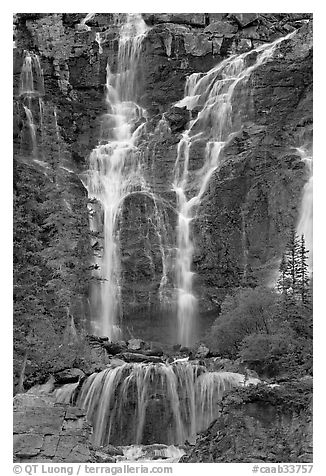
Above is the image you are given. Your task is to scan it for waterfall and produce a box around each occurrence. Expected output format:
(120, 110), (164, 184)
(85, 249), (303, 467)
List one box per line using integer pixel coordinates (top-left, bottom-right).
(173, 33), (293, 345)
(19, 51), (44, 96)
(23, 106), (37, 156)
(55, 362), (245, 445)
(86, 14), (147, 339)
(19, 51), (44, 158)
(297, 147), (313, 273)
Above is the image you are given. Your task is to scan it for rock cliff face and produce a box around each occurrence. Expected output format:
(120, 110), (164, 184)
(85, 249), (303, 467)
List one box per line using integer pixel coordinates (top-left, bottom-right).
(14, 394), (92, 463)
(14, 13), (312, 341)
(181, 381), (312, 463)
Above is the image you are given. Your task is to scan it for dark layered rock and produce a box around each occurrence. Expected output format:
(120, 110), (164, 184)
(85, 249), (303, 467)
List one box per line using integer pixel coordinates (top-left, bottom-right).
(180, 382), (312, 463)
(14, 13), (312, 342)
(54, 369), (85, 384)
(14, 394), (93, 463)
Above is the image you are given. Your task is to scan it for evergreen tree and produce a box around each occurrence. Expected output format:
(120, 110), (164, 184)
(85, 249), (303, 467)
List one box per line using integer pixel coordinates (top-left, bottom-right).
(277, 228), (309, 302)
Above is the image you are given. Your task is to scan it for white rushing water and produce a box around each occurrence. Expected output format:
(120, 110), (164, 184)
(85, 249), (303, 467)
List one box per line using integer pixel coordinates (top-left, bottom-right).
(86, 14), (147, 339)
(173, 33), (293, 345)
(19, 51), (44, 159)
(56, 362), (252, 445)
(296, 147), (313, 273)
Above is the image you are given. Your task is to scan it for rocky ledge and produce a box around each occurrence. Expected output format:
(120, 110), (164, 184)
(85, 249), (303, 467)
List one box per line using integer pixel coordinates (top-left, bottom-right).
(14, 393), (92, 463)
(180, 376), (313, 463)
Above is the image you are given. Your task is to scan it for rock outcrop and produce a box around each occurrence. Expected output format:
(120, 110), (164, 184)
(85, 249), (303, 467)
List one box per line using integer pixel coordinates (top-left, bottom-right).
(14, 13), (312, 342)
(180, 381), (312, 463)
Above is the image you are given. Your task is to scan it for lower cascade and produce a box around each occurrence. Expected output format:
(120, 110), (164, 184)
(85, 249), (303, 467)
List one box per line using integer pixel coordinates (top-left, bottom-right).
(55, 362), (258, 446)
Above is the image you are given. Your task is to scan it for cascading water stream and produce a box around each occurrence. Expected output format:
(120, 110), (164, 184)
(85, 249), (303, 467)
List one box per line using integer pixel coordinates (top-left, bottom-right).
(297, 147), (313, 273)
(173, 33), (293, 345)
(86, 14), (147, 339)
(19, 51), (44, 158)
(55, 362), (250, 445)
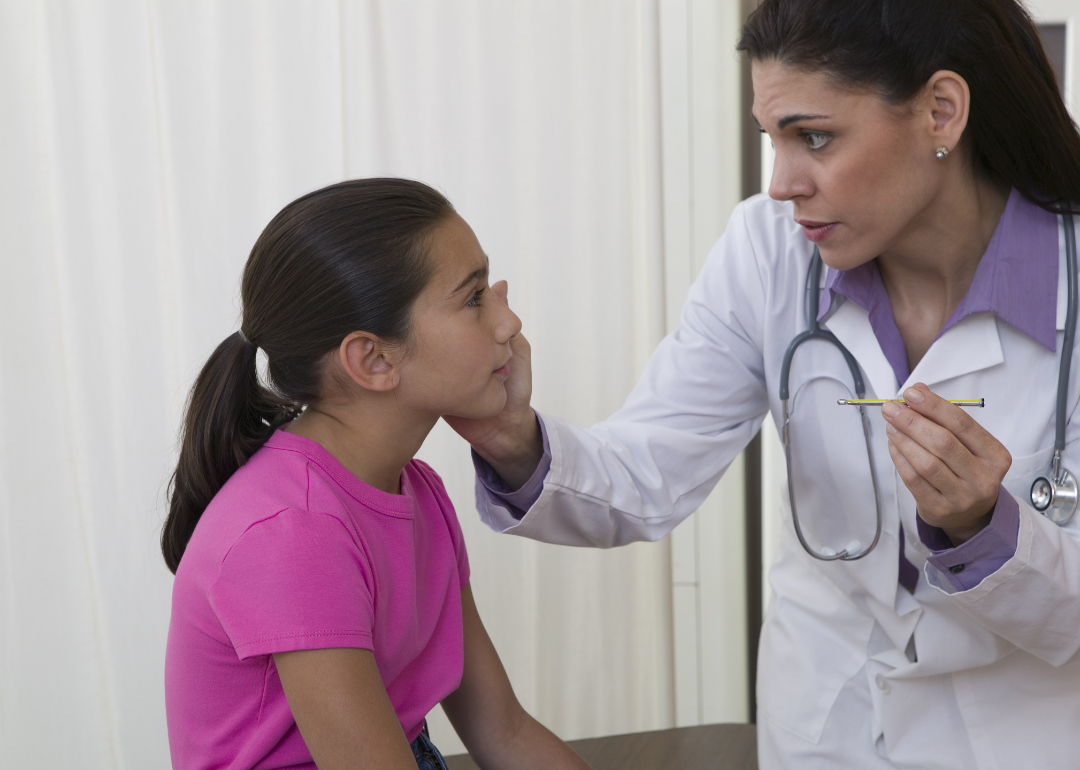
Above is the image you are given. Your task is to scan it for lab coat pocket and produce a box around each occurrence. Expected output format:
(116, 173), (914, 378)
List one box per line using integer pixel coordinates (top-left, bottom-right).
(757, 545), (874, 743)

****

Copy out all of the items above word for word, leaving out the pictures.

Above is the image you are given. Your task is to scan it for waterfall and produce a box around each occurrence. Expected output format:
(120, 110), (164, 184)
(85, 249), (303, 467)
List one box per line using integer pixel coordinates (top-left, bottom-right).
(173, 33), (293, 345)
(19, 51), (44, 96)
(23, 106), (37, 156)
(55, 362), (245, 445)
(86, 14), (147, 339)
(19, 51), (44, 158)
(297, 147), (313, 273)
Above is the image you are given. Your task is to scan it for rock cliff face and produce a box around each occurrence. Expected output format:
(120, 110), (164, 184)
(85, 249), (303, 467)
List one box per line using integer pixel coordinates (top-left, bottom-right).
(14, 394), (92, 463)
(14, 13), (312, 341)
(181, 381), (312, 463)
Above is the image you are given. Your task is to scan it for dark layered rock and produce a box around each occurrence. Expected output format:
(120, 110), (164, 184)
(85, 249), (303, 467)
List one box per line using integer pixel coordinates (top-left, bottom-right).
(180, 382), (312, 463)
(14, 13), (312, 342)
(54, 369), (85, 384)
(14, 394), (93, 463)
Above is the image you are given. Your task is to scan it for evergreen tree and produce a box around each occurrence. Expected output format:
(120, 110), (164, 184)
(85, 249), (303, 467)
List one box per line using integer pixel coordinates (top-left, bottom-right).
(277, 228), (309, 302)
Above is the image you are given. Your task is to scan it for white rushing water and produce a box around each occurrence. Expected output format:
(120, 110), (164, 184)
(85, 249), (303, 467)
List one box per line using integer pixel coordinates (top-left, bottom-right).
(86, 14), (147, 339)
(173, 33), (293, 345)
(19, 51), (44, 159)
(56, 362), (252, 445)
(296, 147), (313, 273)
Above is the image you are given. Your task is to scan it for rocky ledge and produce a box around each occurrence. Expected output format:
(120, 110), (164, 184)
(85, 249), (303, 467)
List one box per line using integer pixel coordinates (top-left, bottom-right).
(14, 393), (92, 463)
(180, 376), (313, 463)
Above is the image you are given. Your task is to scan it for rock outcrop and produce a box around each occurrence. Expected output format:
(120, 110), (164, 184)
(85, 249), (303, 467)
List one box per line using integer pixel coordinates (top-left, bottom-right).
(14, 13), (312, 342)
(180, 381), (312, 463)
Above is the image you are given. Your task is to scan it for lower cascade and produce a box around each occurrence. Expected output format:
(120, 110), (164, 184)
(85, 249), (303, 467)
List one box per line using integer pixel coordinates (top-left, bottom-right).
(55, 362), (258, 446)
Above is the image you are given. Your task is to scan it for cascading water stream and produce a box around each occurrence. Expected output format:
(120, 110), (164, 184)
(85, 249), (303, 467)
List one box per line using integer pixel coordinates (top-left, bottom-right).
(297, 147), (313, 273)
(173, 33), (293, 345)
(86, 14), (147, 339)
(19, 51), (44, 158)
(55, 362), (250, 445)
Above is the image you are given. Your task is to scan it for lab coat pocket and produce a box around each occurrence. Expected output format:
(116, 173), (914, 378)
List one box per line using integer pixel coordinates (top-left, bottom-right).
(757, 545), (874, 743)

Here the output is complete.